§ Stated problem: Convert the lines below into a two-column CSV with the headers "prompt" and "boxes", one row per request, putting its text in "prompt" and all of its answer coordinates in "boxes". Wrap each field in double quotes, replace any line breaks with spaces, and leave the pictures out.

(Data drawn from a collection)

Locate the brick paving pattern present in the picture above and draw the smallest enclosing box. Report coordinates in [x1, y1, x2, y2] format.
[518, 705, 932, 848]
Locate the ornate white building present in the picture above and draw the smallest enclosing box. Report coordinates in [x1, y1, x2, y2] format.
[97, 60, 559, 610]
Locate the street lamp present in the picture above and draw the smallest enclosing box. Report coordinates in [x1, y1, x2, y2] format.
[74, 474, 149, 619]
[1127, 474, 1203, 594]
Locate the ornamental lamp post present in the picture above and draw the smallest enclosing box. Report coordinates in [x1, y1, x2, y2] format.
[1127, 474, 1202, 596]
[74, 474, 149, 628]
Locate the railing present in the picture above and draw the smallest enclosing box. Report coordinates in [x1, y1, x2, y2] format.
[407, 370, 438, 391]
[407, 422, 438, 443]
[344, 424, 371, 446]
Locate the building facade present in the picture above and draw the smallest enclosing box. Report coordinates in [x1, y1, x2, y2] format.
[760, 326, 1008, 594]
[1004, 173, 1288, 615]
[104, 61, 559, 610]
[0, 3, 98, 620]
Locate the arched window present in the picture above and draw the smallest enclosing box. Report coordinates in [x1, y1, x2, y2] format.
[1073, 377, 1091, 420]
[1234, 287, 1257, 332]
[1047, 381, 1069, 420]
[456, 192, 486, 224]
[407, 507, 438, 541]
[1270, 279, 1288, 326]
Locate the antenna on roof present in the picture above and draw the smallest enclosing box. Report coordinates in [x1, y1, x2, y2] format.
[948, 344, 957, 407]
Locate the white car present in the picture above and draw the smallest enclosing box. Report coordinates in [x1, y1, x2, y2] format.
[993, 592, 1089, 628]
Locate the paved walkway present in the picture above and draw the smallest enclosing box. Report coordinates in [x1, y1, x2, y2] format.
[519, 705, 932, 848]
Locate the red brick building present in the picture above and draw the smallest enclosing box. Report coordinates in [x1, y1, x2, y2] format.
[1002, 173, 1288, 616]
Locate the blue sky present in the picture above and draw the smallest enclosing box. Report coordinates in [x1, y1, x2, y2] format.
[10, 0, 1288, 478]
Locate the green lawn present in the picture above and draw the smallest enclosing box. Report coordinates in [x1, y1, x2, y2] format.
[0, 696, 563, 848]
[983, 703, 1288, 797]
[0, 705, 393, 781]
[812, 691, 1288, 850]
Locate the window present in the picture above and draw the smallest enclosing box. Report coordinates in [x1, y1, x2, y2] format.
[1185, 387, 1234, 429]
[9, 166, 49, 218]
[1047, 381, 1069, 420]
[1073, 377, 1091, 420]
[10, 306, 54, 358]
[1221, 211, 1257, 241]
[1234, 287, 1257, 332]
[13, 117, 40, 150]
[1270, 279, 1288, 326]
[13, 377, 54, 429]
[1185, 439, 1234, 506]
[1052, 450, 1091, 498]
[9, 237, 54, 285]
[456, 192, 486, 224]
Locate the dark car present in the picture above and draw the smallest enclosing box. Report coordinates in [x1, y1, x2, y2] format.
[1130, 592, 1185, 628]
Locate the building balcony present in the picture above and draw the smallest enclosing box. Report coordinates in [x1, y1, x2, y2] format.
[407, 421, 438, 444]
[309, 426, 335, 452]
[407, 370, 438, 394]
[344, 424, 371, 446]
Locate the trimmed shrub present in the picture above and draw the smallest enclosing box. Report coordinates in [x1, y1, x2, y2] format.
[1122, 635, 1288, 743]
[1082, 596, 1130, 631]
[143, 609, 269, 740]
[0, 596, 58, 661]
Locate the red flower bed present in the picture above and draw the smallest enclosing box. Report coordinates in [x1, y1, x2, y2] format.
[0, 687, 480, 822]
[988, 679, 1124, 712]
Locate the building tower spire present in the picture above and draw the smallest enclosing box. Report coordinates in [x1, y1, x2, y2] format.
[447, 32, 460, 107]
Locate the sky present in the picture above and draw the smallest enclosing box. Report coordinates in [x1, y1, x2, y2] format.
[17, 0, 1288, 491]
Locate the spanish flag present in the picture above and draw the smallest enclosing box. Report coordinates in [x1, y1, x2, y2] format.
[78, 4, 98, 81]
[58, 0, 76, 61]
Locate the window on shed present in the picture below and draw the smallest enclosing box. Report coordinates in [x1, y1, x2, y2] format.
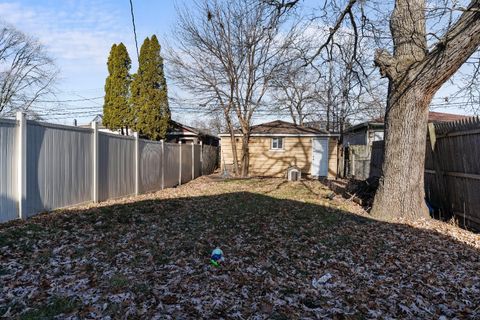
[271, 137, 283, 150]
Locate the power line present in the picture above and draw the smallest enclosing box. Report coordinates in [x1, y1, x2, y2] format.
[130, 0, 140, 62]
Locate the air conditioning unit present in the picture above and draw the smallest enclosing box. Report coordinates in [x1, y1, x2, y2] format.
[287, 167, 302, 181]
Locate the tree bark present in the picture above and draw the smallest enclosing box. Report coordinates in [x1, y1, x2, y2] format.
[242, 133, 250, 177]
[371, 88, 431, 218]
[371, 0, 480, 219]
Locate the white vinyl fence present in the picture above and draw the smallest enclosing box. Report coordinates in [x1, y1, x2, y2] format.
[0, 114, 218, 222]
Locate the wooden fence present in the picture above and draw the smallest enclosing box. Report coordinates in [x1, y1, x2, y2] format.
[370, 118, 480, 230]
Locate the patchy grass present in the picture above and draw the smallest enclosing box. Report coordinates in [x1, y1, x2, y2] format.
[0, 177, 480, 319]
[20, 297, 80, 320]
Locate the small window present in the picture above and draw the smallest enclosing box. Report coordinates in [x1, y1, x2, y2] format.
[272, 138, 283, 150]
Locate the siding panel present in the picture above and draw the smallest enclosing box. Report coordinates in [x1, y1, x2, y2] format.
[139, 140, 163, 192]
[0, 119, 18, 222]
[165, 143, 180, 188]
[98, 132, 135, 201]
[25, 121, 92, 217]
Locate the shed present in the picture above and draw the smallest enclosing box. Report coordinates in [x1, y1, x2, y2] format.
[219, 120, 339, 179]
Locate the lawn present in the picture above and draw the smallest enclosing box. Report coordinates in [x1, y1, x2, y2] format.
[0, 177, 480, 319]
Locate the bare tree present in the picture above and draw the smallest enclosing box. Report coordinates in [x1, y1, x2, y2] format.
[0, 23, 57, 116]
[274, 0, 480, 218]
[372, 0, 480, 218]
[169, 0, 295, 176]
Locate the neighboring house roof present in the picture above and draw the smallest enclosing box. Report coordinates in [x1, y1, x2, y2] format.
[345, 111, 470, 133]
[220, 120, 336, 136]
[428, 111, 471, 122]
[167, 120, 220, 140]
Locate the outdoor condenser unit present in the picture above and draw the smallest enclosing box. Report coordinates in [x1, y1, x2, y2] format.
[287, 167, 302, 181]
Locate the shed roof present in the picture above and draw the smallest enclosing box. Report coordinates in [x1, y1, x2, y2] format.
[220, 120, 329, 135]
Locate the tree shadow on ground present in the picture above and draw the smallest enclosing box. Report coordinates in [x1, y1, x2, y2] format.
[0, 192, 480, 319]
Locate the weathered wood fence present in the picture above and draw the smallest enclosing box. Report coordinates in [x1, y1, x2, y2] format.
[0, 114, 218, 222]
[370, 118, 480, 230]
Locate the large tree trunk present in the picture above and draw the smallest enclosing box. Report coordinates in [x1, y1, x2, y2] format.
[242, 134, 250, 177]
[372, 0, 480, 219]
[227, 119, 238, 175]
[372, 88, 431, 218]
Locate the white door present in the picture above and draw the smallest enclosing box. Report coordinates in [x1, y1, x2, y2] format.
[311, 138, 328, 177]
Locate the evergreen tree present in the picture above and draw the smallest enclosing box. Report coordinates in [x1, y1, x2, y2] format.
[131, 35, 170, 140]
[103, 43, 133, 134]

§ Exercise answer:
prompt,boxes
"Locate the brick paving pattern present in the picture above and draw the smallest enclosing box. Report coordinates in [x1, y1, x2, y2] format.","[518, 705, 932, 848]"
"Locate the ornate white building present in the picture above and draw the smallest enclosing box. Report coordinates in [x1, y1, x2, y2] format.","[97, 60, 559, 610]"
"Locate the street lamp present in the picture above and draw the smallest enclosing box. Report coordinates in [x1, y1, x2, y2] format.","[74, 474, 149, 619] [1127, 474, 1203, 594]"
"Locate the ornamental lamp post present in the picture above and draw the smallest enclosing box. Report coordinates in [x1, y1, x2, y2] format.","[1127, 474, 1202, 596] [74, 474, 149, 628]"
"Locate the railing present in the picture above and draw the smallest enclosing box. Report coordinates in [x1, y1, x2, y2] format.","[407, 370, 438, 391] [407, 422, 438, 443] [344, 424, 371, 446]"
"Locate the building facade present in the picture above and draw the smallest enclosing box. Report coordinates in [x1, y1, x2, y2] format.","[760, 326, 1008, 594] [1004, 173, 1288, 615] [104, 61, 559, 610] [0, 3, 98, 620]"
"Locate the arched window present in the picture above and draw the smallest enclosing box. Report coordinates in [x1, y1, x2, y2] format.","[1073, 377, 1091, 420] [1234, 287, 1257, 332] [1047, 381, 1069, 420] [456, 192, 486, 224] [407, 507, 438, 541] [1270, 279, 1288, 326]"
"Locate the antenna on roof present in the picture above and draw the smallest enclosing box. Report coordinates in [x1, y1, x2, y2] format.","[948, 344, 957, 407]"
"Locate the white car present in the picture above and draw the smallest enclosing box. Report coordinates in [x1, y1, x2, y2] format.","[993, 592, 1089, 628]"
"Locate the paved walkway present in the picture above and draw the smallest enclosing box. Report coordinates in [x1, y1, x2, y2] format.","[519, 705, 932, 848]"
"Locate the red brick building present in the picture above and draw the smallest enclosing box. Report coordinates in [x1, y1, x2, y2] format.","[1002, 173, 1288, 616]"
"Locate the blue sky present in the picture above and draw the smallest enclosing box. Report coordinates in [x1, y1, x2, y2] format.","[10, 0, 1288, 478]"
"Locate the green lawn present in the picture above and draw the smallest enclosing box. Report coordinates in [x1, y1, x2, y2] format.","[0, 696, 563, 848] [983, 703, 1288, 797] [0, 705, 393, 781] [812, 691, 1288, 850]"
"Locate the window present in the picture above and draw the smallest enclosing box. Report coordinates in [x1, y1, x2, y2] format.","[1185, 387, 1234, 429] [9, 166, 49, 218] [1047, 381, 1069, 420] [1073, 377, 1091, 420] [10, 306, 54, 358] [1221, 211, 1257, 241] [1234, 287, 1257, 332] [13, 117, 40, 150] [1270, 279, 1288, 326] [13, 377, 54, 429] [1185, 439, 1234, 506] [1052, 450, 1091, 498] [9, 237, 54, 285] [456, 192, 486, 224]"
"Locate the dark car present in the picture above and draw the smallest enclosing box. Report coordinates in [x1, y1, x2, y2] format.","[1130, 592, 1185, 628]"
"Locate the building balcony present in the picture above and draw the smallest enclosing box. Report coordinates in [x1, y1, x2, y2] format.","[407, 421, 438, 444] [309, 426, 335, 452] [407, 370, 438, 394] [344, 424, 371, 446]"
"Locate the trimmed shrub present in the picture above and draw the smallest enclosing box. Report coordinates in [x1, y1, x2, y2] format.","[1122, 635, 1288, 743] [1082, 596, 1130, 631] [143, 609, 269, 740] [0, 596, 58, 661]"
"Locate the red flower bed present in the picture above and draw the smallest enclosing box. Report coordinates in [x1, y1, x2, y2] format.","[0, 687, 480, 822] [988, 679, 1124, 712]"
"Locate the building tower spire present in the picture above and draw the smallest enclosing box. Report coordinates in [x1, y1, x2, y2] format.","[447, 32, 460, 107]"
"Locate the sky present in the picture above and draw the smallest enclosing box. Report coordinates in [x1, y1, x2, y2] format.","[17, 0, 1288, 491]"
"Locate the spanish flag present in the picture above and draw the smallest enclosing box. Report coordinates in [x1, y1, x2, y2] format.","[78, 4, 98, 81] [58, 0, 76, 61]"
"Locate the window on shed present in the picture below and draw the smallest enclosing box. Report coordinates in [x1, y1, x2, y2] format.","[271, 137, 283, 150]"
"Locate the power line present in the picture above and draw the smallest enclosing box. Report coordinates in [x1, y1, x2, y2] format.","[130, 0, 140, 62]"
"Locate the air conditioning unit present in the picture above and draw the smallest enclosing box. Report coordinates in [x1, y1, x2, y2] format.","[287, 167, 302, 181]"
"Locate the tree bark present in the picture above and draw the smallest enclosing box. Report coordinates in [x1, y1, x2, y2] format.","[242, 133, 250, 177] [371, 88, 431, 218] [371, 0, 480, 219]"
"Locate the white vinyl fence present in the picture above and draw the smallest enclosing box. Report coordinates in [x1, y1, x2, y2] format.","[0, 114, 218, 222]"
"Locate the wooden fence present in the picture above and draw the smallest enclosing box. Report coordinates in [x1, y1, x2, y2] format.","[370, 118, 480, 230]"
"Locate the patchy grass present in the picture above and draw the smallest enclosing box. Report coordinates in [x1, y1, x2, y2] format.","[0, 177, 480, 319] [20, 297, 80, 320]"
"Locate the small window present in the picture above and draw the smallest enclosing box. Report coordinates in [x1, y1, x2, y2] format.","[272, 138, 283, 150]"
"Locate the siding panel present in the picture above and draw the smallest enclosing box. Report coordinates in [x1, y1, x2, y2] format.","[139, 140, 163, 192] [0, 119, 18, 222] [165, 143, 180, 188] [98, 132, 135, 201] [25, 121, 92, 217]"
"Locate the shed present in the picture above and draw the smallest enclosing box. Report coordinates in [x1, y1, x2, y2] format.","[219, 120, 339, 179]"
"Locate the lawn present in the picture above and draw the smallest enclosing box. Report coordinates in [x1, y1, x2, y2] format.","[0, 177, 480, 319]"
"Locate the bare tree present in the picture above and draw the smallest enclosing box. Report coordinates in [x1, y1, x2, y2] format.","[0, 23, 57, 116] [274, 0, 480, 218] [372, 0, 480, 218] [169, 0, 295, 176]"
"Locate the neighboring house roof present in the picture above and draw the smallest enclosing box. Report coordinates in [x1, y1, x2, y2] format.","[345, 111, 470, 133] [220, 120, 336, 136] [428, 111, 471, 122] [167, 120, 220, 140]"
"Locate the outdoor condenser unit present in the picture above and draw the smallest enclosing box. Report coordinates in [x1, y1, x2, y2] format.","[287, 167, 302, 181]"
"Locate the shed roof present in the picture above and draw the smallest enclosing box. Report coordinates in [x1, y1, x2, y2] format.","[220, 120, 329, 135]"
"Locate the tree shadow on ground present in the picture above and draw the smallest enclosing box. Report coordinates in [x1, y1, x2, y2] format.","[0, 192, 480, 319]"
"Locate the weathered wood fence present in the picture above and draw the smallest enclosing box. Report coordinates in [x1, y1, x2, y2] format.","[0, 114, 218, 222] [370, 118, 480, 230]"
"Locate the large tree trunk present in the picture above and draw the smallest enclosing box. Report coordinates in [x1, y1, x2, y2] format.","[242, 134, 250, 177] [372, 0, 480, 219] [227, 119, 238, 175] [372, 88, 431, 218]"
"Locate the white door present in the picture above and draw the smallest enclosing box. Report coordinates in [x1, y1, x2, y2] format.","[311, 138, 328, 177]"
"Locate the evergreen tree present in the picture above and draw the smallest enclosing box. Report coordinates in [x1, y1, x2, y2] format.","[131, 35, 170, 140] [103, 43, 133, 134]"